Your objective » Print the listing below again. Change nothing.

————————

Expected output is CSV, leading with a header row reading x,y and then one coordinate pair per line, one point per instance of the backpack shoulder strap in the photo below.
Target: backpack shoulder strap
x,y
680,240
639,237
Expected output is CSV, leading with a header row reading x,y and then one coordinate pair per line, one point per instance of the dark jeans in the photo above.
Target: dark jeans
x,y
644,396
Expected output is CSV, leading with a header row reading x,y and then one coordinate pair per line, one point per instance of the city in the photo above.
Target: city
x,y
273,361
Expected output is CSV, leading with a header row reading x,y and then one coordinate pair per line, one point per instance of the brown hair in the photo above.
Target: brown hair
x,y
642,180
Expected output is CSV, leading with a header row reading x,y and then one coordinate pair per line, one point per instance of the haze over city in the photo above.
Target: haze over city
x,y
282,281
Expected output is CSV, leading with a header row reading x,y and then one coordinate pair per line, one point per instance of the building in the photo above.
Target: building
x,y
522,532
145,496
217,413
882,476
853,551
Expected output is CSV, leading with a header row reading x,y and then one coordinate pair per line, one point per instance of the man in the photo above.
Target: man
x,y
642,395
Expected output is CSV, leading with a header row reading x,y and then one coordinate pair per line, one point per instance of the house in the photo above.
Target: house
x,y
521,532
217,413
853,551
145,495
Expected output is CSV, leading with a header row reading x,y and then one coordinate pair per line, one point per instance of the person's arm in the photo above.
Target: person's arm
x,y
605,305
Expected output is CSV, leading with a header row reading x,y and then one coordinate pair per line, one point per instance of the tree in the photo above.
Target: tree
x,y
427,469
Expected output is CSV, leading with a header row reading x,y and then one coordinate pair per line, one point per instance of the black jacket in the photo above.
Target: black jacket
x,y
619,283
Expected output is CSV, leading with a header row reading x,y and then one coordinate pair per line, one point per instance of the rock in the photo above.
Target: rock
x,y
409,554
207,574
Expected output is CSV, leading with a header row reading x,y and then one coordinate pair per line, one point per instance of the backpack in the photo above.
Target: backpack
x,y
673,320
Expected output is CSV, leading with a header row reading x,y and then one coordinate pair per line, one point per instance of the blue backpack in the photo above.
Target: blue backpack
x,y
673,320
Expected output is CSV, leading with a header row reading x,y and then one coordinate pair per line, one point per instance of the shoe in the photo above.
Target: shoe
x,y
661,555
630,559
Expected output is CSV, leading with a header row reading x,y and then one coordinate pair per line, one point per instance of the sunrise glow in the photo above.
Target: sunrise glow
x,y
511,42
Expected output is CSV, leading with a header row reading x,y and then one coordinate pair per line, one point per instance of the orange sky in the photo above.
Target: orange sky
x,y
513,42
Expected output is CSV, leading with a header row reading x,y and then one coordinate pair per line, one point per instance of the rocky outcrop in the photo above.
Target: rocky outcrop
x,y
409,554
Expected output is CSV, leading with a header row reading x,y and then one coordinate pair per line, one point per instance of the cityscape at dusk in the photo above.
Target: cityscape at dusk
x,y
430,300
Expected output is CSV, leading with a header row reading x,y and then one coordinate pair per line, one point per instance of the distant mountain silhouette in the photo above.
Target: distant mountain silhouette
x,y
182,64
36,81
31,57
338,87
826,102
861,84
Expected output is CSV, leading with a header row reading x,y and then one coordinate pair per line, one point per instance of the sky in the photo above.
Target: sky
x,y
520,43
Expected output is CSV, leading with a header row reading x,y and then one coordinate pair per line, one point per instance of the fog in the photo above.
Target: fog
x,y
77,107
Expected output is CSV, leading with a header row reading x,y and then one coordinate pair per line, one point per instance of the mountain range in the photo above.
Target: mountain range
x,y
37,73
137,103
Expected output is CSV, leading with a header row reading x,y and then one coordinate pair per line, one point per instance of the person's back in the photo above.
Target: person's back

————————

Problem solution »
Expected output is CSV, leading with a header row reading x,y and then one coordinate pair per line, one point per instance of the backpack shoulder strap in the photo below.
Target: backpack shoulder strap
x,y
680,240
639,237
Expected output is CSV, leading with a header row reading x,y and then one coordinate pair per line, one point per instance of the dark jeans in the photo above.
Target: dark jeans
x,y
644,396
Expected output is CSV, leading with a header row reading x,y and then one coordinate pair per line, one point per instance of the city in the photo above.
Target: city
x,y
273,361
Expected output is CSV, leading with a header row reading x,y and then one coordinate pair per line, one point per instance of the brown hair in the photo above.
Target: brown hair
x,y
642,180
Expected output is CSV, leading with a header row reading x,y and then one coordinate pair per line, one point per instance of the haze over city in the photo above.
Target: haze over city
x,y
282,281
Expected output is CSV, leading with a header row reading x,y and then one coordinate pair per line, one point per instance of the building in the photo above.
Target: building
x,y
522,532
145,496
217,413
882,476
853,551
Expected output is CSV, leading with a header row reading x,y and then one coordinate pair per line, one point per instance of the man in the photo above.
Target: man
x,y
642,395
Expected output is CSV, leading with a header row reading x,y and then one coordinate pair per line, one point per instance of the house in the photo above.
Target: house
x,y
521,532
217,413
853,551
145,495
Expected output is CSV, leading with a header row reading x,y and then one coordinate pair per line, one point per instance of the person's arm in the photo above.
Target: person's arm
x,y
605,305
Expected output is CSV, leading with a header row reading x,y and then one coordinate pair per line, one point per instance of the tree in the photo above.
Target: tree
x,y
427,469
Expected output is CSV, leading with a header row reading x,y and then one coordinate pair per line, one point per instance of the black jacket in the photo above.
Target: black jacket
x,y
619,283
Expected output is CSV, leading with a header row reading x,y and then one coordinate pair per line, one point per instance of the rock in the photo above.
Target: rock
x,y
409,554
207,574
Expected output is CSV, leading with a header row reading x,y and then one coordinate pair per line, one point per instance of the backpack in the photo above.
Target: backpack
x,y
673,320
Expected output is CSV, leading with a header row reading x,y and then one coordinate pair per line, one point per instance of the blue backpack in the photo above.
Target: blue backpack
x,y
673,320
Expected output is CSV, leading with a header row reading x,y and then one coordinate pair per line, one point per instance of the shoe in the photo above.
Target: shoe
x,y
661,555
630,559
Expected output is CSV, leading with a header row reading x,y and then one coordinate pair per line, one point per instance of the sunrise glow in the photo above.
Target: sunrise glow
x,y
511,42
Expected output is CSV, leading with a header row reading x,y and then one coordinate pair per line, one point per instance of the orange sky in the photo above.
Target: orange sky
x,y
513,42
Expected output is CSV, leading with a header row reading x,y and then one coordinate pair per line, one point per instance of the rocky outcrop in the photo above.
Target: rocky outcrop
x,y
409,554
Expected output is CSV, leading with a header row reading x,y and then one coordinate pair per line, one point per instance of the cityscape at dusk in the photo above.
Target: cityscape at dusk
x,y
430,300
Expected output is CSV, leading with a header row reading x,y and then one coordinate pair per line, one point per instance of the distant mountain silhouette in the photo above.
Target: distant mountain silhouette
x,y
182,64
36,81
31,57
338,87
826,102
861,84
Expected output is CSV, leading with a header row reading x,y and then one coordinate pair per line, one point per instance of the sky in the photo above.
Target: sky
x,y
520,43
Expected output is CSV, leading with a header row reading x,y and then one coordinate pair per line, one point per instance of the fog in the photo above.
Target: fog
x,y
77,107
Expected output is CSV, leading with a header row reading x,y and then one coordinate pair per line, one point per instance of the mountain range in the photo above.
Target: mountain range
x,y
37,73
137,103
Expected output is CSV, leading with a header row reading x,y and then one coordinate pair per line, one point per instance of the person's back in the photo above.
Target: person's back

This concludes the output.